## Extrait fourni
- - - -

Il est vrai que l'on ne peut pas effacer de la mémoire ce qui a eu lieu par le passé, mais l'on peut et l'on doit libérer les coeurs de la haine et de la vengeance. Que la mémoire des erreurs et des injustices demeure comme un avertissement exigeant à ne répéter ni les unes ni les autres, afin d'éviter de nouvelles tragédies, peut-être même plus grandes encore.

L'Eglise de Bosnie-Herzégovine est déjà au travil et offre sa contribution à la réconciliation et au pardon, en annonçant fidèlement l'Evangile. Elle demande seulement de pouvoir accomplir sa mission, en étant proche des pauvres et des personnes marginalisées, et en prêtant sa voix à ceux qui en sont privés dans la société.

C'est précisément dans cet esprit que l'Eglise s'efforce de promouvoir la formation des nouvelles générations à travers les écoles ouvertes à quiconque est désireux d'accéder à l'instruction obligatoire et au lycée. Je suis certain que les représentants des institutions de l'Etat sauront apprécier cette contribution de l'Eglise et ne manqueront pas de faciliter tout développement opportun de ses instituts scolaires pour le bien des enfants et des jeunes de toutes les ethnies et religions présentes en Bosnie-Herzgovine.

4. La contribution de tous est nécessaire pour consolider une société qui rejette toute tentative de favoriser certains au détriment des autres; une société prête à assurer à tous l'égalité effective et attentive au respect des droits, des libertés et de l'identité de chacun, qui tienne compte des expériences historiques, sociales et culturelles locales; en un mot, une société fondée sur la justice et sur la paix.

- - - -

## Entrées de données
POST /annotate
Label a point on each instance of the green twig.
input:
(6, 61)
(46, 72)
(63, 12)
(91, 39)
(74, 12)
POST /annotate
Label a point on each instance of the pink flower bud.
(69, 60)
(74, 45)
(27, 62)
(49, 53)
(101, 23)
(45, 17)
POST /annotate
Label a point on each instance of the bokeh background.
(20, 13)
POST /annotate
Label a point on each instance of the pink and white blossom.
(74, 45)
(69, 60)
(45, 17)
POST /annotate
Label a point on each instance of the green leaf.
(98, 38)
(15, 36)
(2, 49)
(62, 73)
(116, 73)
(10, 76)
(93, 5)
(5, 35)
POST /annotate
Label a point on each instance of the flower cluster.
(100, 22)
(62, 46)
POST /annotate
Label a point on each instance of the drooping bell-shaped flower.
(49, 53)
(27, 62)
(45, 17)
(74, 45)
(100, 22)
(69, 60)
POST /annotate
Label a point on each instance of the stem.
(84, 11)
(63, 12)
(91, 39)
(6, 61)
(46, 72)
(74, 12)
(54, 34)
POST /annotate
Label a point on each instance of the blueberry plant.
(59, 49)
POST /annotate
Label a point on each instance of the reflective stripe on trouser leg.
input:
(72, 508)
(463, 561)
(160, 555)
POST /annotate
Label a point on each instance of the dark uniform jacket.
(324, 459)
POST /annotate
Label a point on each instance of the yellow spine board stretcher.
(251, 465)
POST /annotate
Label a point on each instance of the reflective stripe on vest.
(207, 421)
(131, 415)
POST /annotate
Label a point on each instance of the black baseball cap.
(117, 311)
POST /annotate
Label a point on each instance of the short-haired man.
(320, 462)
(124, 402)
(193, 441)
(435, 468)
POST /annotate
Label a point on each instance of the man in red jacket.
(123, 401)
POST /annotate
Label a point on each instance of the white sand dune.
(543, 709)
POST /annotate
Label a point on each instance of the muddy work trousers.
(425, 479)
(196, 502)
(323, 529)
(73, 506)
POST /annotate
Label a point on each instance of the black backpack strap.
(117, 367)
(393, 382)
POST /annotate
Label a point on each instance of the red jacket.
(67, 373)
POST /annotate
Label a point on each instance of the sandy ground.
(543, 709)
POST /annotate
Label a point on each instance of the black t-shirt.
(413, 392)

- - - -

## Tâches à réaliser
1. Condensez le paragraphe de l'extrait sur la Bosnie-Herzégovine qui commence par « Il est vrai que », en conservant ses idées principales.
2. Reprenez l'extrait sur la Bosnie-Herzégovine après sa dernière phrase et poursuivez-le.
La liste ci-dessus est un matériau à part, indépendant de l'extrait.

## Réponses aux tâches
1. On ne peut pas effacer le passé, mais on doit libérer les cœurs de la haine et de la vengeance. Le souvenir des erreurs et des injustices doit rester un avertissement pour ne pas les répéter et éviter de nouvelles tragédies, peut-être plus grandes encore.

2.
Bien que la paix soit rétablie désormais depuis presque sept ans, on n'entrevoit maheureusement pas encore de solutions concrètes pour le drame des nombreux réfugiés et exilés désireux de regagner leur foyer. Je pense en particulier aux populations qui attendent de pouvoir rentrer dans les zones de Banja Luka et de Bosanska Posavina. Ces populations, ainsi que les réfugiés et les exilés d'autres zones, se voient nié le droit de vivre sereinement sur leur terre natale. Très souvent, alors, un grand nombre d'entre eux sont contraints d'aller chercher fortune ailleurs.

Ces personnes demandent à juste titre des garanties pour leur sécurité, ainsi que la mise en oeuvre de conditions politiques, sociales et économiques acceptables. Elles demandent en outre la restitution de leurs biens, dont elles ont été privées avec violence au cours de la guerre.

5. Il est indispensable d'édifier un authentique climat de paix. "La paix - affirme le Concile Vatican II - n'est pas la simple absence de guerre et elle ne se borne pas simplement à assurer l'équilibre de forces adverses" (Gaudium et spes GS 78). En outre, le Concile rappelle que "c'est en toute vérité que l'on définit [la paix] "oeuvre de justice"" et que celle-ci exige "la ferme volonté de respecter les autres hommes et les autres peuples ainsi que leur dignité" (ibid. GS GS 78).

Mettre cet enseignement en pratique comporte l'engagement de ne pas favoriser les situations qui semblent récompenser les résultats obtenus par la violence et au détriment de personnes sans défense; elle comporte en outre la volonté de réparer et de corriger les injustices commises, à travers des interventions politiques et économiques opportunes, tant au niveau local qu'au niveau des institutions. Dans cet effort, "l'apparition éventuelle d'imprévus ne doit décourager personne, mais seulement faire appel à la sagesse de tous pour corriger et améliorer les projets déjà prévus" (Discours à l'Ambassadeur de Bosnie-Herzégovine, 11 septembre 1998, n. 3).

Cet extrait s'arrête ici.